This issue tracker has been migrated to GitHub, and is currently read-only.
For more information, see the GitHub FAQs in the Python's Developer Guide.

classification
Title: urlsplit can't round-trip relative-host urls.
Type: behavior Stage: resolved
Components: Library (Lib) Versions: Python 3.2, Python 3.3, Python 2.7
process
Status: closed Resolution: duplicate
Dependencies: Superseder: urllib.parse wrongly strips empty #fragment, ?query, //netloc
View: 22852
Assigned To: orsenthil Nosy List: Buck.Golemon, ankitoshniwal, bukzor, ezio.melotti, martin.panter, orsenthil
Priority: normal Keywords:

Created on 2012-06-05 22:28 by Buck.Golemon, last changed 2022-04-11 14:57 by admin. This issue is now closed.

Files
File name Uploaded Description Edit
parse.py ankitoshniwal, 2012-06-07 23:18
Messages (7)
msg162378 - (view) Author: Buck Golemon (Buck.Golemon) Date: 2012-06-05 22:28
1) As long as x is valid, I expect that urlunsplit(urlsplit(x)) == x
2) yelp:///foo is a well-formed (albeit odd) url. It it similar to file:///tmp: it specifies the /foo resource, on the "current" host, using the yelp protocol (defined on mobile devices).

>>> from urlparse import urlsplit, urlunsplit
>>> urlunsplit(urlsplit('yelp:///foo'))
'yelp:/foo'

Urlparse / unparse has the same bug:

>>> urlunparse(urlparse('yelp:///foo'))
'yelp:/foo'

The file: protocol seems to be special-case, in an inappropriate manner:

>>> urlunsplit(urlsplit('file:///tmp'))

########

### GIVEN EXERCISE 1
Output the passage of the bug report starting with "msg162378 - (view)" and going on through "on mobile devices).".
### GIVEN EXERCISE 2
In the bug report, what does urlunsplit(urlsplit('yelp:///foo')) return?
The rows that come after the bug report are separate material.

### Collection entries
########

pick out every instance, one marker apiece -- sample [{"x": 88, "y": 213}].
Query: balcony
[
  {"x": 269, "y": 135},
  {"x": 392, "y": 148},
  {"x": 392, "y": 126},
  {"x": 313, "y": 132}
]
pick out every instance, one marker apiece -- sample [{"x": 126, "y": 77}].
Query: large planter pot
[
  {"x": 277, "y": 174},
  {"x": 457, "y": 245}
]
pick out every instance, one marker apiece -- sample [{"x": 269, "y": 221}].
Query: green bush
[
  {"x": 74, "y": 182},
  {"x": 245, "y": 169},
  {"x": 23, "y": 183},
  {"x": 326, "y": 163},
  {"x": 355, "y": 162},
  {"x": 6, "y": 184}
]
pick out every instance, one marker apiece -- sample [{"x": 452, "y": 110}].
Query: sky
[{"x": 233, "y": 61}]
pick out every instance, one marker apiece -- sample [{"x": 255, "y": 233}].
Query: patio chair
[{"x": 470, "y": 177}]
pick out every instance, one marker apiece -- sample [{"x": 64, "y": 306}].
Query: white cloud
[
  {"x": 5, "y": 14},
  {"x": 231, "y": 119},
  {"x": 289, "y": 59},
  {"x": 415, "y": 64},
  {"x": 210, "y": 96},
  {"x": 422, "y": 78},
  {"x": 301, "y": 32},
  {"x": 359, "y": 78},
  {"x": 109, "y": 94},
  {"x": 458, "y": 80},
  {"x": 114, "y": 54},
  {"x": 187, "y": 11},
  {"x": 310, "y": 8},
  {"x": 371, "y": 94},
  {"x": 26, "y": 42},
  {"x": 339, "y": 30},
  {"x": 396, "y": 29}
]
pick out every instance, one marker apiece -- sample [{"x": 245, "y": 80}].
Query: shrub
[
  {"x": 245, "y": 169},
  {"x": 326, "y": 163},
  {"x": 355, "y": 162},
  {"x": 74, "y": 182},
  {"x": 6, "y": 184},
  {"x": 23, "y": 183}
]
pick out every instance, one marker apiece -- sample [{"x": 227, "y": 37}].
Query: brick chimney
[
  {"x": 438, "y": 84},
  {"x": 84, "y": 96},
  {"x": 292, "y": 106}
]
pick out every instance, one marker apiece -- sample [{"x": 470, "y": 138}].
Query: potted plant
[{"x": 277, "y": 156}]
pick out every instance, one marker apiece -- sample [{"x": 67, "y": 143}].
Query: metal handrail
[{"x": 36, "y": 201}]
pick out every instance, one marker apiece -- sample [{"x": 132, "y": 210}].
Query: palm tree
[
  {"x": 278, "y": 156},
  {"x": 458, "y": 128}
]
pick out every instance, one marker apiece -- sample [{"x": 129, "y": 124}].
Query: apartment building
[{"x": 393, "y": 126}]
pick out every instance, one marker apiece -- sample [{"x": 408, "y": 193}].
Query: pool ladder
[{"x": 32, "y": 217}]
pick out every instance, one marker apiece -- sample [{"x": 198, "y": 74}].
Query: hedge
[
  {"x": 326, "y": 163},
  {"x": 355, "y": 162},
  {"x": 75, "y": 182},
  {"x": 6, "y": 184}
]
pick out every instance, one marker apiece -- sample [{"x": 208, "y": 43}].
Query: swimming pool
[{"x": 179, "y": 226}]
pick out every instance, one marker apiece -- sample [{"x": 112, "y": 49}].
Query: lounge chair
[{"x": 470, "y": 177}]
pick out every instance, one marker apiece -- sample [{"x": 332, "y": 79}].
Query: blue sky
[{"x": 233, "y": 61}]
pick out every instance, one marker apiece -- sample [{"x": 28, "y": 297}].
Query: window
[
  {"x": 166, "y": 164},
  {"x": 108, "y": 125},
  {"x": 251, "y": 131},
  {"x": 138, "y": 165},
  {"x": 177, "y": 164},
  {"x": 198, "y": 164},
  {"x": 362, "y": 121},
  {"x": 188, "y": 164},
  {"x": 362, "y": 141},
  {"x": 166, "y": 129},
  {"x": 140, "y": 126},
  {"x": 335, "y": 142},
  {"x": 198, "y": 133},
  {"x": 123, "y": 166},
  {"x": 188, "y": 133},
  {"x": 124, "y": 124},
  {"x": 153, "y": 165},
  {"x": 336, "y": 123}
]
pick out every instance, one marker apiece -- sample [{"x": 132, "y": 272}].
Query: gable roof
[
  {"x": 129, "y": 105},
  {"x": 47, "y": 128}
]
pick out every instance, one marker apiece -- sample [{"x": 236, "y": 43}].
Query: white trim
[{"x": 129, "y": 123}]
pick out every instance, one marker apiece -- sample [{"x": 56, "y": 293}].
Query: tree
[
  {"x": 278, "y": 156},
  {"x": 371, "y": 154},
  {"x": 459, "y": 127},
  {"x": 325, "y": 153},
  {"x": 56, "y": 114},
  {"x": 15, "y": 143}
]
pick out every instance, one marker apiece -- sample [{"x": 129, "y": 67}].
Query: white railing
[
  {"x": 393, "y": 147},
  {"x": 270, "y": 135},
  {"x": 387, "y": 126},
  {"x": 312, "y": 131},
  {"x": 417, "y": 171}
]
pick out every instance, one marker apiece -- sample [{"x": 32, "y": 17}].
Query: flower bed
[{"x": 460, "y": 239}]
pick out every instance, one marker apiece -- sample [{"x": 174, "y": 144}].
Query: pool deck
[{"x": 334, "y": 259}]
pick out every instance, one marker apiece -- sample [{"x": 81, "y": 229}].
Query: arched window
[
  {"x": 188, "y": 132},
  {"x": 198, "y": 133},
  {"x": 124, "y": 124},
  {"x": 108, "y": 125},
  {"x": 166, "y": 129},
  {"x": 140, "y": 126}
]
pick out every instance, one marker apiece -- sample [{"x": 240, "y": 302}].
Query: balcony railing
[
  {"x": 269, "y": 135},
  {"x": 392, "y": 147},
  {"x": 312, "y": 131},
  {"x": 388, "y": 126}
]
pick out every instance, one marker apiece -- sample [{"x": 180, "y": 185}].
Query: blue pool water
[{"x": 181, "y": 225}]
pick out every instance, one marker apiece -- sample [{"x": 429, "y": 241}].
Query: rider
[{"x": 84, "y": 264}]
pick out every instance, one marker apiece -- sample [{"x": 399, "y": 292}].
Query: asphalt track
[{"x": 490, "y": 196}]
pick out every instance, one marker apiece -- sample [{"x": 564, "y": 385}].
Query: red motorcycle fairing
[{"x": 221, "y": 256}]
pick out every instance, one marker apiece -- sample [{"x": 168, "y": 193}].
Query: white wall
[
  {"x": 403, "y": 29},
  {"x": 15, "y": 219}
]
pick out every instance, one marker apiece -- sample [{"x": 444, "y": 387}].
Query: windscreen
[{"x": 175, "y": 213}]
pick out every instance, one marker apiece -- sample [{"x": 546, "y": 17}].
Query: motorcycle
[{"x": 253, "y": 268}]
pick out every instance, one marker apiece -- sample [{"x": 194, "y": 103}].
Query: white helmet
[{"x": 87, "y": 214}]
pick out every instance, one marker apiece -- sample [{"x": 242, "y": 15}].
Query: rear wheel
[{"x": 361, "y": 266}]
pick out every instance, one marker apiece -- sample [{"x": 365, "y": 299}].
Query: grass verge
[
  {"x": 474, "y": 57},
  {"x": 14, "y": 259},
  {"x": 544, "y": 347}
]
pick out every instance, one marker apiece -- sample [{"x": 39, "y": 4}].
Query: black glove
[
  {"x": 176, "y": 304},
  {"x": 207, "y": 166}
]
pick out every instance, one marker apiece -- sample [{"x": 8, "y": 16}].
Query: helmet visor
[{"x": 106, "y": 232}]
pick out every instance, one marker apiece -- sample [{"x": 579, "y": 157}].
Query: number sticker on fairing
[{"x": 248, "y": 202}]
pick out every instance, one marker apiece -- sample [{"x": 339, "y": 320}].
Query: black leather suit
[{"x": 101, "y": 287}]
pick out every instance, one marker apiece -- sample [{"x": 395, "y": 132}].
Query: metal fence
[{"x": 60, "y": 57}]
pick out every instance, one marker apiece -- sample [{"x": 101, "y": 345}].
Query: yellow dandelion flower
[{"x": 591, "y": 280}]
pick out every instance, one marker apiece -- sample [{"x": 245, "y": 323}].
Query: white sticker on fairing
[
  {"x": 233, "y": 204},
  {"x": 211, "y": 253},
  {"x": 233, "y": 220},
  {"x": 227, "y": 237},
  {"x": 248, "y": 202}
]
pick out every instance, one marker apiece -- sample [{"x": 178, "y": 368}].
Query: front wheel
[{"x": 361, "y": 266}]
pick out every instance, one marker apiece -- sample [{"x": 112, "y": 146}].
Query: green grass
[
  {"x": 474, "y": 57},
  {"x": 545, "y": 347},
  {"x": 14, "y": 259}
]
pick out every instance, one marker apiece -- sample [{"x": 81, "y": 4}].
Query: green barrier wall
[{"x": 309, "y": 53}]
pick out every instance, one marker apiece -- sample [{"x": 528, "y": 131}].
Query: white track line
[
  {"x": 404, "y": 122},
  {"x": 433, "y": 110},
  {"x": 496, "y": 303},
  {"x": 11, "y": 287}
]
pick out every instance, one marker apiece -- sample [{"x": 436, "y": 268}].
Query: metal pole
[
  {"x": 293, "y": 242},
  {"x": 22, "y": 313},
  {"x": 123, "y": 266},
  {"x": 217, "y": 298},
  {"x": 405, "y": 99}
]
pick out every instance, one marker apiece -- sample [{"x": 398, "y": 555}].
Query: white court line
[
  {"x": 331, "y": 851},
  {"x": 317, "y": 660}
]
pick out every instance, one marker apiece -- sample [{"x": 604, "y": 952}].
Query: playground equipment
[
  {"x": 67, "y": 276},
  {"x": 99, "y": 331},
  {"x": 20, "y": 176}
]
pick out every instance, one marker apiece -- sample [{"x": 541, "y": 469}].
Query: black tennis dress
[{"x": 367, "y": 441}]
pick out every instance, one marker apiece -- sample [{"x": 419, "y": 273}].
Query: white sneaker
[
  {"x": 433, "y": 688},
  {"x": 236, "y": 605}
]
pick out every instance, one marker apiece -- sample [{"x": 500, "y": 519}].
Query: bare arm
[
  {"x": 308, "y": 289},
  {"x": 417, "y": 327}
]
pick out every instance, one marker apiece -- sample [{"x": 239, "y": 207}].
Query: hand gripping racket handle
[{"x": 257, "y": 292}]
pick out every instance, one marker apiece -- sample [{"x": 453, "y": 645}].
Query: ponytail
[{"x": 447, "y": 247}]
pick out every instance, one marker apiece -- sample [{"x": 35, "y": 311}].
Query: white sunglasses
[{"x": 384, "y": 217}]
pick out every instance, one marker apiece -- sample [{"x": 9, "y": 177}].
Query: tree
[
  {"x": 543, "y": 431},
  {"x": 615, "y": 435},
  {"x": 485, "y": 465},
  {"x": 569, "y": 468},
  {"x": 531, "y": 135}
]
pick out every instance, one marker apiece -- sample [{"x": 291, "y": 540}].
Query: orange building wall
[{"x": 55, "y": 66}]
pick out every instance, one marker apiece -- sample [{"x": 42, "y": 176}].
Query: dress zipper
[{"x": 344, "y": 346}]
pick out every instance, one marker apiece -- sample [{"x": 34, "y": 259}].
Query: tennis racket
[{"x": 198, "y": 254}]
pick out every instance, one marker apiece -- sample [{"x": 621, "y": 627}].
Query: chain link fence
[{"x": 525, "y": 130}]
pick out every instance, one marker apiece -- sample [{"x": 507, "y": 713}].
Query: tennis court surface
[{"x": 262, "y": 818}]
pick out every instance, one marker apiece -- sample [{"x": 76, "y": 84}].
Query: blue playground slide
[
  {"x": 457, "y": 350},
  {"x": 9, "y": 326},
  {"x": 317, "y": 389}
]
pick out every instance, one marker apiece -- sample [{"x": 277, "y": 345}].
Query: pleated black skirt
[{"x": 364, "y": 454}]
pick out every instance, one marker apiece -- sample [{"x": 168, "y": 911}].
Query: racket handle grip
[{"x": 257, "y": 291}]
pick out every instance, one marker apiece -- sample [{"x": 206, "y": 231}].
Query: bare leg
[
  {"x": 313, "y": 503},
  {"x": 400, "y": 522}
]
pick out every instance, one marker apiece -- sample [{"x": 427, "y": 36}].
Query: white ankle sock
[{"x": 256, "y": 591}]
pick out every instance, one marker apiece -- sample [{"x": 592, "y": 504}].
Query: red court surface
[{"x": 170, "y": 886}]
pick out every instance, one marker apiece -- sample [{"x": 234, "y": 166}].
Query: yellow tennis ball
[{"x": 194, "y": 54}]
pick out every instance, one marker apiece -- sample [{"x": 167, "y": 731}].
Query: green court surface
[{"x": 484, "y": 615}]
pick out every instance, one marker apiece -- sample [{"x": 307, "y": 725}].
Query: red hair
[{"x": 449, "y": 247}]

########

### EXPECTED OUTPUT 1
msg162378 - (view) Author: Buck Golemon (Buck.Golemon) Date: 2012-06-05 22:28
1) As long as x is valid, I expect that urlunsplit(urlsplit(x)) == x
2) yelp:///foo is a well-formed (albeit odd) url. It it similar to file:///tmp: it specifies the /foo resource, on the "current" host, using the yelp protocol (defined on mobile devices).

### EXPECTED OUTPUT 2
'yelp:/foo'